───── Text passage ─────
RolnickLab · mihow · Apr 15, 2026 · Apr 15, 2026 · Apr 15, 2026
diff --git a/ami/jobs/management/commands/update_stale_jobs.py b/ami/jobs/management/commands/update_stale_jobs.py
@@ -9,10 +9,10 @@ class Command(BaseCommand):
 
     def add_arguments(self, parser):
         parser.add_argument(
-            "--hours",
+            "--minutes",
             type=int,
-            default=Job.FAILED_CUTOFF_HOURS,
-            help="Number of hours to consider a job stale (default: %(default)s)",
+            default=Job.STALLED_JOBS_MAX_MINUTES,
+            help="Minutes since last update to consider a job stale (default: %(default)s)",
         )
         parser.add_argument(
             "--dry-run",
@@ -21,7 +21,7 @@ def add_arguments(self, parser):
         )
 
     def handle(self, *args, **options):
-        results = check_stale_jobs(hours=options["hours"], dry_run=options["dry_run"])
+        results = check_stale_jobs(minutes=options["minutes"], dry_run=options["dry_run"])
 
         if not results:
             self.stdout.write("No stale jobs found.")

diff --git a/ami/jobs/models.py b/ami/jobs/models.py
@@ -816,8 +816,14 @@ def get_job_type_by_inferred_key(job: "Job") -> type[JobType] | None:
 class Job(BaseModel):
     """A job to be run by the scheduler"""
 
-    # Hide old failed jobs after 3 days
-    FAILED_CUTOFF_HOURS = 24 * 3
+    # UI/API: hide failed jobs older than this from listings (display filter only).
+    FAILED_JOBS_DISPLAY_MAX_HOURS = 24 * 3
+    # Reaper: revoke jobs in :meth:`JobState.running_states` whose ``updated_at``
+    # is older than this. A healthy async_api job bumps ``updated_at`` on every
+    # Redis SREM-driven progress save, so this is effectively "no progress for
+    # N minutes". 10 is conservative; raise if legitimate long-running jobs get
+    # reaped.
+    STALLED_JOBS_MAX_MINUTES = 10
 
     name = models.CharField(max_length=255)
     queue = models.CharField(max_length=255, default="default")
─────
#### Directive:
Resume the stale-job code diff from the point where it stops.
───── Provided information ─────
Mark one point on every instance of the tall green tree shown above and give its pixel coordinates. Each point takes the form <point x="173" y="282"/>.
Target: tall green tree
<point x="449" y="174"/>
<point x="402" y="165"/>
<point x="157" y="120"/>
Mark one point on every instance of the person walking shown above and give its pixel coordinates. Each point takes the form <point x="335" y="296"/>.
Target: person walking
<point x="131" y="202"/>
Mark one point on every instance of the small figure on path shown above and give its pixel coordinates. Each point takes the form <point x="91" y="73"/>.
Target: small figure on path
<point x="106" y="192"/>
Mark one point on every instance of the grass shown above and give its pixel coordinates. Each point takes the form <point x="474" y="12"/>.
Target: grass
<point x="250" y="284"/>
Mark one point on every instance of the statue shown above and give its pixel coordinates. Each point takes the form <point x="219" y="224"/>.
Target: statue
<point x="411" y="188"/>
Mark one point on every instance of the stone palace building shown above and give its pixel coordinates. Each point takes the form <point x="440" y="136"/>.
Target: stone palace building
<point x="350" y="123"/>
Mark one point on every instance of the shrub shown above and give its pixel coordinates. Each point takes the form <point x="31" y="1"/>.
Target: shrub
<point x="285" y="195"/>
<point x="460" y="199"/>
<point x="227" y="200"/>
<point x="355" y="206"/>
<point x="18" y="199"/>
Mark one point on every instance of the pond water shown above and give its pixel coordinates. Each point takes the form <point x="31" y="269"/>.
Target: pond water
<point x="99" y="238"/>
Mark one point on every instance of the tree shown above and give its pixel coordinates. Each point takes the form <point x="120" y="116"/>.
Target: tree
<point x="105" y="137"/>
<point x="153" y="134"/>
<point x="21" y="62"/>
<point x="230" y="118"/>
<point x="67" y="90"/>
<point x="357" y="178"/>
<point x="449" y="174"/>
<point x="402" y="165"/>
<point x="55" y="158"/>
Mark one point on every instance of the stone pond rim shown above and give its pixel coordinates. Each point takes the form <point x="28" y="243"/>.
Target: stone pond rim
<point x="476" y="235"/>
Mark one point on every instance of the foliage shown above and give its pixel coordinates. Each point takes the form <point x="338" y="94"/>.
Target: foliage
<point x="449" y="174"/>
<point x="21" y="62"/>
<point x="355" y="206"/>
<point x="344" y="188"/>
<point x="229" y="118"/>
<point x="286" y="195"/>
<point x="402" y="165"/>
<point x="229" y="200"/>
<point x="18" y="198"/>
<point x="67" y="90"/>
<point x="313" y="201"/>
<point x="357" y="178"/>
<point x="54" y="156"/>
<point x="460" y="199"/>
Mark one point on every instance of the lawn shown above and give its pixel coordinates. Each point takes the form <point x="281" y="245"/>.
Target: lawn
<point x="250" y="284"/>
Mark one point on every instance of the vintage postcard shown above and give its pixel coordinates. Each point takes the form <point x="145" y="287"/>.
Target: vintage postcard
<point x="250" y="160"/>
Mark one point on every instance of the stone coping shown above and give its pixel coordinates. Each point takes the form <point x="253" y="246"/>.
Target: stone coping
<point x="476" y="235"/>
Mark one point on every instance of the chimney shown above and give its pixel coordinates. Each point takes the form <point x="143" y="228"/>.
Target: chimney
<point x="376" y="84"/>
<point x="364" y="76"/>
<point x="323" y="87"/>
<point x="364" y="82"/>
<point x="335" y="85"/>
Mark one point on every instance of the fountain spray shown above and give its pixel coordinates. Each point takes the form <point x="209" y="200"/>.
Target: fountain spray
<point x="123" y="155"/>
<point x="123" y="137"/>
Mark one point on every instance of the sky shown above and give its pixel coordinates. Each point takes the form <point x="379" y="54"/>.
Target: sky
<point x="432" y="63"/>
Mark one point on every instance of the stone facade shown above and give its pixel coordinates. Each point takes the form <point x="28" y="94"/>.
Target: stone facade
─────
#### Written answer:
@@ -1037,14 +1043,21 @@ def update_progress(self, save=True):
         else:
             for stage in self.progress.stages:
                 if stage.progress > 0 and stage.status == JobState.CREATED:
-                    # Update any stages that have started but are still in the CREATED state
+                    # Promote stages that have started but are still in the CREATED state.
                     stage.status = JobState.STARTED
-                elif stage.status in JobState.final_states() and stage.progress < 1:
-                    # Update any stages that are complete but have a progress less than 1
-                    stage.progress = 1
                 elif stage.progress == 1 and stage.status not in JobState.final_states():
-                    # Update any stages that are complete but are still in the STARTED state
+                    # Promote stages that have measured-100% progress but are still STARTED.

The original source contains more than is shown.